PASSAGE PROVIDED:
###

Taking a Hard Turn with No Destination
Dear Reader,
Dear Reader,
Contrary to the output of this newsletter, I have been writing a lot. In fact, I’ve been writing more than I ever have before. This trend feels fantastic, but an update seems necessary before any of that hits your feed.
Last week, I was listening to NYU writing professor Ocean Vuong, who lingered on the idea that we should write sentences that no one has ever read before. That goal has been sitting with me for a few days, because I have never attempted to do such a thing, much less achieve it.
My background in journalism got me started on this strange journey of writing as self expression, which wasn’t a bad place to start. In fact, it was the same for famed authors such as Hemingway, Márquez and Didion. Journalism teaches us the basics of narrative. The who, what, when, where and why of it all. However, it specifically teaches against what many would call creative writing. It has a strict style, an aversion to opinion, and it tries its best to make the author invisible to the reader. The same can be said for marketing, which is where I’ve earned a paycheck as of late.

###

DATA FOR REVIEW:
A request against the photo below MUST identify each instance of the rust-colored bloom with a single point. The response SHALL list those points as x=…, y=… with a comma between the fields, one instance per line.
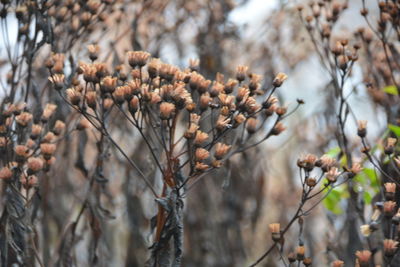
x=220, y=150
x=363, y=257
x=166, y=110
x=137, y=58
x=279, y=79
x=5, y=173
x=201, y=154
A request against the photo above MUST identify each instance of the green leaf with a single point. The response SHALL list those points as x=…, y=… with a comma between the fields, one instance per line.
x=332, y=200
x=391, y=89
x=367, y=197
x=395, y=129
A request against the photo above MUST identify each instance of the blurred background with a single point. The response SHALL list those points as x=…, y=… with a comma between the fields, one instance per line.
x=226, y=214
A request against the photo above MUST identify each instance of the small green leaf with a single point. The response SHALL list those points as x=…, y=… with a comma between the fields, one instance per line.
x=391, y=89
x=367, y=197
x=395, y=129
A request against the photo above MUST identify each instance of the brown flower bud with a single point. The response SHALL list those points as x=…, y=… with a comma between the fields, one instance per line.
x=137, y=58
x=5, y=173
x=166, y=110
x=221, y=150
x=34, y=165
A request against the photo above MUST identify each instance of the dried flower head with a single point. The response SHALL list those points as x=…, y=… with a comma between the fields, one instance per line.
x=58, y=81
x=200, y=166
x=220, y=150
x=166, y=110
x=300, y=251
x=362, y=128
x=332, y=174
x=137, y=58
x=279, y=79
x=23, y=119
x=338, y=263
x=389, y=148
x=48, y=112
x=34, y=165
x=201, y=154
x=363, y=257
x=59, y=127
x=278, y=129
x=5, y=173
x=241, y=72
x=389, y=208
x=200, y=138
x=74, y=96
x=390, y=247
x=94, y=50
x=47, y=150
x=365, y=230
x=275, y=231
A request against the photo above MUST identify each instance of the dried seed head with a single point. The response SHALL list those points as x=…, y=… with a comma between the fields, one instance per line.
x=48, y=112
x=23, y=119
x=200, y=167
x=243, y=94
x=230, y=86
x=389, y=208
x=194, y=64
x=307, y=262
x=365, y=230
x=91, y=99
x=83, y=124
x=34, y=165
x=220, y=150
x=222, y=123
x=363, y=257
x=241, y=72
x=22, y=152
x=362, y=128
x=47, y=150
x=278, y=129
x=300, y=250
x=279, y=79
x=390, y=247
x=5, y=173
x=332, y=174
x=94, y=50
x=389, y=148
x=191, y=131
x=311, y=181
x=338, y=263
x=292, y=257
x=216, y=89
x=239, y=119
x=355, y=169
x=59, y=127
x=137, y=58
x=36, y=131
x=58, y=81
x=154, y=67
x=108, y=84
x=325, y=162
x=74, y=96
x=201, y=154
x=251, y=125
x=134, y=105
x=48, y=137
x=205, y=101
x=166, y=110
x=275, y=231
x=200, y=138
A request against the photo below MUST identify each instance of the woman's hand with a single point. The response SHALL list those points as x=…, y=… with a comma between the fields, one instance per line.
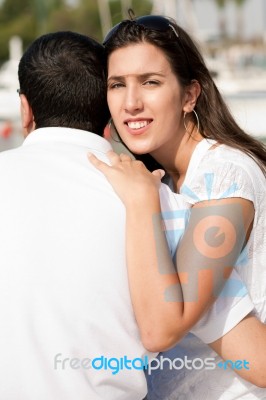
x=131, y=180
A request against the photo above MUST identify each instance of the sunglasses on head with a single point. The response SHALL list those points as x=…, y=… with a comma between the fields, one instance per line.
x=152, y=22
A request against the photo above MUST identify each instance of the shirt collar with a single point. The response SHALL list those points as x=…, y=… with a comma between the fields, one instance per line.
x=69, y=136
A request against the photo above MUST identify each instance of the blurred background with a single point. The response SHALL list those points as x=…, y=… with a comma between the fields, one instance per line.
x=230, y=33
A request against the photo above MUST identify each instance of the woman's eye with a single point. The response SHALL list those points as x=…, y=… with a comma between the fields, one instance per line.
x=151, y=83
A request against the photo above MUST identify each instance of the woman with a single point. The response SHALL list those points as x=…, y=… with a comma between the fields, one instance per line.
x=169, y=113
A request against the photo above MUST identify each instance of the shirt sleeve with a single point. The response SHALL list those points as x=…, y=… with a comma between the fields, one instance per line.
x=218, y=179
x=230, y=307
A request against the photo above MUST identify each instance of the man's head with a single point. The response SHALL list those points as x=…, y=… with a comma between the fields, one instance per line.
x=63, y=83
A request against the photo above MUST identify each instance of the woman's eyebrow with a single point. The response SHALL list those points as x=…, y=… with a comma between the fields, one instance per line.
x=139, y=76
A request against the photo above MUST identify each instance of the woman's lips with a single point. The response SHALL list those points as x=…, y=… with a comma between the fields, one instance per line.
x=137, y=127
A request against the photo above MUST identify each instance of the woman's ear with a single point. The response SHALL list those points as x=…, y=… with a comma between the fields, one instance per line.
x=27, y=117
x=192, y=93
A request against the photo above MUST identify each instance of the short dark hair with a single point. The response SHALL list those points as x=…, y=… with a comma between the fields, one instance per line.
x=63, y=76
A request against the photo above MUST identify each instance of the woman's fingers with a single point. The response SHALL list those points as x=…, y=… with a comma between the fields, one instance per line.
x=125, y=157
x=100, y=165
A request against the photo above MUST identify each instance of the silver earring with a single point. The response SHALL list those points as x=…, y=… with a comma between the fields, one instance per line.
x=184, y=121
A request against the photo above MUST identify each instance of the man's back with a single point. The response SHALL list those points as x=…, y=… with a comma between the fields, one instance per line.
x=64, y=296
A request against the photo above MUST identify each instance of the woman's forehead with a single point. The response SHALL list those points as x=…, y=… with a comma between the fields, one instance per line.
x=137, y=58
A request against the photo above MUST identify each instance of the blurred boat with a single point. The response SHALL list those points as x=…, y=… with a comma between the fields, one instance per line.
x=10, y=127
x=244, y=89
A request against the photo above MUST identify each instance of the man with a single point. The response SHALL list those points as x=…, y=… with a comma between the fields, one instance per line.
x=67, y=326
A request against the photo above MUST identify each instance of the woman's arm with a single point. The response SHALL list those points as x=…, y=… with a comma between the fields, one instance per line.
x=168, y=304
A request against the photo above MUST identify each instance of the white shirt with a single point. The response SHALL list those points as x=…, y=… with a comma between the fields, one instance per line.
x=64, y=295
x=216, y=173
x=64, y=298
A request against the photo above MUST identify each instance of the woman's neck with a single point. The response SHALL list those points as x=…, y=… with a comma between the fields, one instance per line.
x=176, y=160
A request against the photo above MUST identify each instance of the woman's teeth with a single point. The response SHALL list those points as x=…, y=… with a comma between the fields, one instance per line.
x=137, y=124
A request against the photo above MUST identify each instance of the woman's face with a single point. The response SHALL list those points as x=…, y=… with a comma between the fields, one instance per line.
x=145, y=99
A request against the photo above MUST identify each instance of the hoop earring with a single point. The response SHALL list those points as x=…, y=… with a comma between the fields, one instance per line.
x=185, y=125
x=112, y=128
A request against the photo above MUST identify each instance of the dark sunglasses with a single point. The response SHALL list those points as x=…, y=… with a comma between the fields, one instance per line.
x=152, y=22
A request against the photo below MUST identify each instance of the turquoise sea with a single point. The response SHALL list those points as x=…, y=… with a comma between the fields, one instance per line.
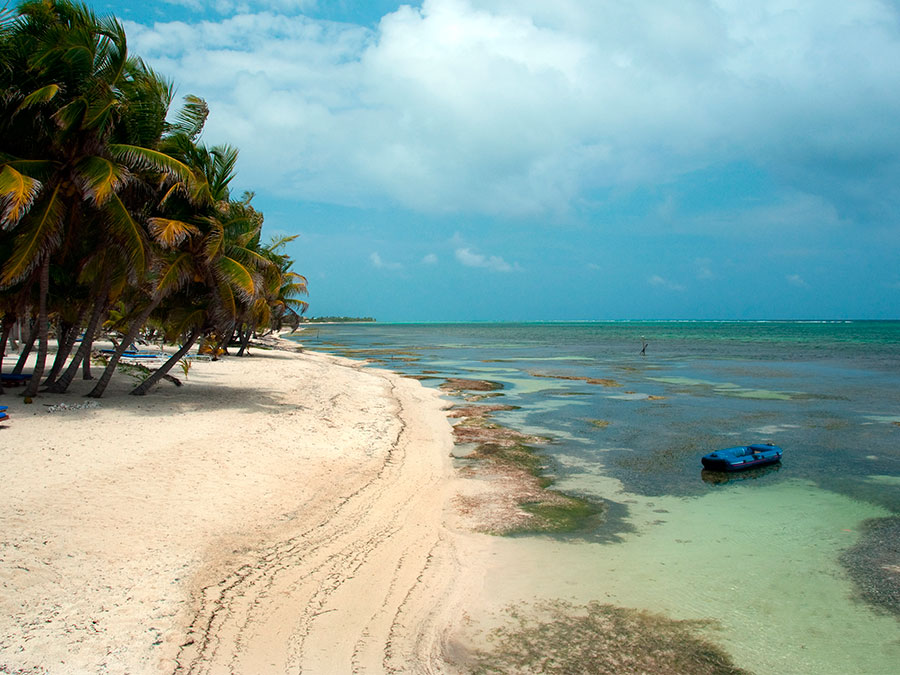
x=767, y=556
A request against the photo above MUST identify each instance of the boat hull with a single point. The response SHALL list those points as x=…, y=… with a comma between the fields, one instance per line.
x=742, y=457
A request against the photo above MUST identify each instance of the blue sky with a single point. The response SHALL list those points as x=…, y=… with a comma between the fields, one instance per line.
x=580, y=159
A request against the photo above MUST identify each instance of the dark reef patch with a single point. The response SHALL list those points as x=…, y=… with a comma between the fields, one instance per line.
x=557, y=637
x=874, y=563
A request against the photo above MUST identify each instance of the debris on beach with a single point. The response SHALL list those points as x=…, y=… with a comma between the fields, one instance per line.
x=61, y=407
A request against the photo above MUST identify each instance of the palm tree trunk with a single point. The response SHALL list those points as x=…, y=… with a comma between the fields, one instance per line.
x=68, y=333
x=158, y=374
x=9, y=320
x=223, y=343
x=245, y=340
x=43, y=328
x=84, y=351
x=133, y=330
x=86, y=363
x=27, y=345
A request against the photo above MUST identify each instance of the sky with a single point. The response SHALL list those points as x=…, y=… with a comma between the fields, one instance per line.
x=570, y=160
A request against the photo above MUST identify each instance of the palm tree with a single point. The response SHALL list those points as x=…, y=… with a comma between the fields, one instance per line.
x=67, y=77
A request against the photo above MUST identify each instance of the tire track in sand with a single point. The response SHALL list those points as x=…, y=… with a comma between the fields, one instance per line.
x=368, y=585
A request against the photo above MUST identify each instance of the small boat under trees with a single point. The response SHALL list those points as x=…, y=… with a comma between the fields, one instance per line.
x=742, y=457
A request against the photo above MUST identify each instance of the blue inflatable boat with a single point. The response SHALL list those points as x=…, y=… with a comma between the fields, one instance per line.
x=742, y=457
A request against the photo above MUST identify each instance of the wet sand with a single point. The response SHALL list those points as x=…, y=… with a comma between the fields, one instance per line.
x=280, y=513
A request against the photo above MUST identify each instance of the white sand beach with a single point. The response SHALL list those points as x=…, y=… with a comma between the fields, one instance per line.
x=280, y=513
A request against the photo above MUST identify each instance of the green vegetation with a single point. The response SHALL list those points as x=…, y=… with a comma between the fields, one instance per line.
x=558, y=637
x=113, y=214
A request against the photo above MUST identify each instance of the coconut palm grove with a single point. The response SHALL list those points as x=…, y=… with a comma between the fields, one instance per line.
x=114, y=216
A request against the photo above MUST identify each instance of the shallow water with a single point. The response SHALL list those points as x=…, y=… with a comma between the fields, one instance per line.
x=757, y=552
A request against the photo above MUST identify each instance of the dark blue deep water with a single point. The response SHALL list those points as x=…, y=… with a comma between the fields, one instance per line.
x=828, y=392
x=761, y=555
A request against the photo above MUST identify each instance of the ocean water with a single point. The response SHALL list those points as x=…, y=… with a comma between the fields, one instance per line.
x=757, y=553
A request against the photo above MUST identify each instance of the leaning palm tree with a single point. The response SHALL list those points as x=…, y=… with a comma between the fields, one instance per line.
x=67, y=79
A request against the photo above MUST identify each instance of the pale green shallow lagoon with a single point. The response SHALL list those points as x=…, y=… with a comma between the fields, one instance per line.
x=760, y=554
x=763, y=564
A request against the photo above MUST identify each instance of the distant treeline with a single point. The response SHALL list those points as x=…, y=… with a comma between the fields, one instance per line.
x=334, y=319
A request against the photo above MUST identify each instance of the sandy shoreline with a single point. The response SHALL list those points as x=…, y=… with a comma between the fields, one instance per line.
x=278, y=513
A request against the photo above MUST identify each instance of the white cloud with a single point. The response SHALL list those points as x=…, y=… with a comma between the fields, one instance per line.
x=662, y=282
x=703, y=268
x=245, y=6
x=467, y=257
x=376, y=260
x=523, y=107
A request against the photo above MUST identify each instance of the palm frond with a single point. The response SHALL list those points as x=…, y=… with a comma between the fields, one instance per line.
x=37, y=240
x=191, y=119
x=236, y=275
x=150, y=159
x=227, y=300
x=175, y=274
x=127, y=231
x=170, y=232
x=99, y=178
x=213, y=243
x=71, y=116
x=42, y=95
x=17, y=194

###

TASKS TO CARRY OUT:
- 1) According to the newsletter post, which famed authors also got their start in journalism?
- 2) Reproduce the part of the newsletter post starting at "Last week, I" and ending at "less achieve it.".
Set the items aside; they have no role in this work.

SOLUTIONS TO THE EXERCISE:
- 1) Hemingway, Márquez and Didion.

- 2)
Last week, I was listening to NYU writing professor Ocean Vuong, who lingered on the idea that we should write sentences that no one has ever read before. That goal has been sitting with me for a few days, because I have never attempted to do such a thing, much less achieve it.